• ÇTL sistemimiz sıfırlandı ve olumlu değişiklikler yapıldı. Detaylar için: TIKLA

Pakistan

KıRMıZı

TeK BaşıNa CUMHURİYET
V.I.P
PAKİSTAN


BAYRAĞI

29kWL.webp


HARİTASI

gPMQs.webp

Resmi İsmi:
Pakistan İslam Cumhuriyeti

İngilizce İsmi: Pakistan

Kendi Dilindeki İsmi: Islamic Republic of Pakistan

Başkenti: İslamabad

Nüfus: 163,588,000

Yüzölçümü: 796,100 km2

Para Birimi: 1 Pakistan rupisi = 100 paysa

Dili: Urduca, Pencapça

Dini: Sünni İslam​



Târihi

Pakistan, resmî adıyla Pakistan İslam Cumhuriyeti. Güney Asya'da bir ülkedir. Umman Denizi'ne 1046 km kıyısı vardır. Batısında Afganistan ve İran, kuzeyinde Çin, doğusunda Hindistan vardır. Nüfus bakımından dünyada 6.'dır.

1947'de İngiliz sömürgesindeki Hindistan'dan, yaşanan kanlı bir mücadele sonrası ayrılarak 14 Ağustos 1947'de kurulmuştur. Daha sonrasında yine bir bölünme yaşayıp, batısı bugünkü Pakistan doğusu da Bangladeş olmuştur.

Pakistan'da Pencap, Sind, Kuzeybatı Sınır Eyaleti ve Belucistan olmak üzere 4 eyalet vardır. Federal başkent İslamabad'dır.

Etimoloji

"Pakistan" Urdu dilinde ve Fars dilinde "Pak ülke" anlamına gelmektedir. İlk olarak "PAKSTAN" sözcüğü Choudhary Rahmat Ali tarafından 1934 yılında telafuz edilmiştir ve İngiltere'nin eski Hindistan sömürgesinin 5 eski eyaletinin harflerinden türetilmiştir. Söz konusu eyaletler bugün Pakistan'ı meydana getirmektedir.

P- Pencap
A- Afganya (ülkenin Kuzeybatı bölgesi)
K- Keşmir
S- Sind
TAN - BelucisTAN => PAKSTAN => PAKİSTAN

Coğrafya

Pakistan'ın kuzeydoğusunda Çin Halk Cumhuriyeti, kuzeybatısında ve batısında Afganistan, doğusunda Hindistan ve güneybatısında İran yer almaktadır. Ülkenin yüzölçümü 796.095 kilometrekaredir. En yüksek noktası, 8.611 metre ile dünyanın ikinci en yüksek zirvesi olan Himalayalar'daki K-2 Godwin Austen Zirvesi'dir.

■ Alıştırma görevi 1 ■
Pakistan metnine göre ülkenin Umman Denizi'ne kaç kilometrelik kıyısı vardır?
■ Alıştırma görevi 2 ■
Pakistan metninin "Dini: Sünni İslam​" ile "da Bangladeş olmuştur." arasındaki bölümünü, bu ifadeler de dahil olmak üzere, "kanlı" yerine "zorlu" koyarak yeniden yazın.
■ Alıştırma görevi 3 ■
Pakistan'ı anlatan metni, son cümlesinin ardından sürdürün.
Bundan sonra gelen malzeme, metinden ayrı ve bağımsızdır.

■ Verilen bilgiler ■
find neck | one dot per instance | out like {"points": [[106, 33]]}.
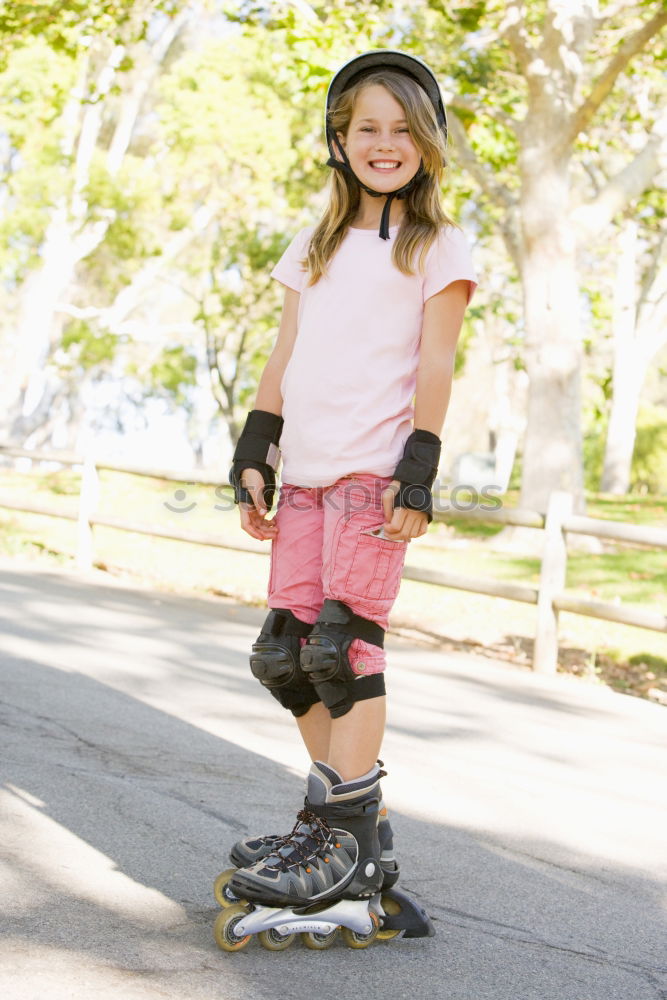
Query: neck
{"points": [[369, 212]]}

* * *

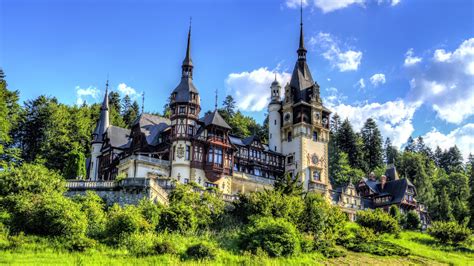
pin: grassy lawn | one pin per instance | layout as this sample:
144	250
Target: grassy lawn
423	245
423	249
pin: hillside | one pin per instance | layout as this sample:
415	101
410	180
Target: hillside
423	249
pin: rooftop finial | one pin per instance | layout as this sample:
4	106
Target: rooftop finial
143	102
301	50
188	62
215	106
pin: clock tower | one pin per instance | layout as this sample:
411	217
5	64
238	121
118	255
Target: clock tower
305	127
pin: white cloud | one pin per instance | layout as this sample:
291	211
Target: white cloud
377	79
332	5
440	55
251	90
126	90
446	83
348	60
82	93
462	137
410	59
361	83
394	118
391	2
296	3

==

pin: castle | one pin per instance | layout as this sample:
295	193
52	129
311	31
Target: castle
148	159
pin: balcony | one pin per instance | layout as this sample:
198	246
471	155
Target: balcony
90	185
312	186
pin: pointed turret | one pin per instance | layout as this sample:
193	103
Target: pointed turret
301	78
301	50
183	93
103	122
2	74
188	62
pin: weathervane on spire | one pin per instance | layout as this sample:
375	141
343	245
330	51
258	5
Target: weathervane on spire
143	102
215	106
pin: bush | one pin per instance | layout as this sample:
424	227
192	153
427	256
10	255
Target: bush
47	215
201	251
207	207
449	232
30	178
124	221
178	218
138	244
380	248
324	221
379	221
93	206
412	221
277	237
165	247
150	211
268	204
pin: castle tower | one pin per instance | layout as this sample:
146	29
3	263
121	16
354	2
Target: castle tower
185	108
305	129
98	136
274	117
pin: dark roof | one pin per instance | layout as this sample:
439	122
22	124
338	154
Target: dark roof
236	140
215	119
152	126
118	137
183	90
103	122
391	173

■ Nihai sonuç 1 ■
Pakistan'ın Umman Denizi'ne 1046 km kıyısı vardır.

■ Nihai sonuç 2 ■
Dini: Sünni İslam​



Târihi

Pakistan, resmî adıyla Pakistan İslam Cumhuriyeti. Güney Asya'da bir ülkedir. Umman Denizi'ne 1046 km kıyısı vardır. Batısında Afganistan ve İran, kuzeyinde Çin, doğusunda Hindistan vardır. Nüfus bakımından dünyada 6.'dır.

1947'de İngiliz sömürgesindeki Hindistan'dan, yaşanan zorlu bir mücadele sonrası ayrılarak 14 Ağustos 1947'de kurulmuştur. Daha sonrasında yine bir bölünme yaşayıp, batısı bugünkü Pakistan doğusu da Bangladeş olmuştur.

■ Nihai sonuç 3 ■
Pakistan, Güney Asya, Orta Asya ve Orta Doğu bölgelerinin kültürel, sosyal ve tarihi etkisi altında, değişik dil, mezhep ve etnik gruplara mensup 160 milyon civarında nüfusa sahiptir. Toplam nüfusun %96,68'i Müslümandır. Müslüman nüfusun %20'sini Şiiler, geriye kalanını Sünniler oluşturmaktadır. Nüfusun %3,32'sini ise Hıristiyan, Hindu, Sih ve Budistler oluşturmaktadır. Gayrimüslim azınlıklar içinde en büyük grubu %1,55 ile Hıristiyanlar teşkil etmektedir. Pencap Eyaleti'nde Pencabiler, Sind Eyaleti'nde Sindler, Kuzey Batı Sınır Eyaleti'nde Pathanlar, Belucistan Eyaleti'nde Beluciler ağırlıklı olarak yerel nüfusu oluşturmaktadır. Pakistan İran'dan sonra, dünyanın ikinci büyük Şii ülkesidir.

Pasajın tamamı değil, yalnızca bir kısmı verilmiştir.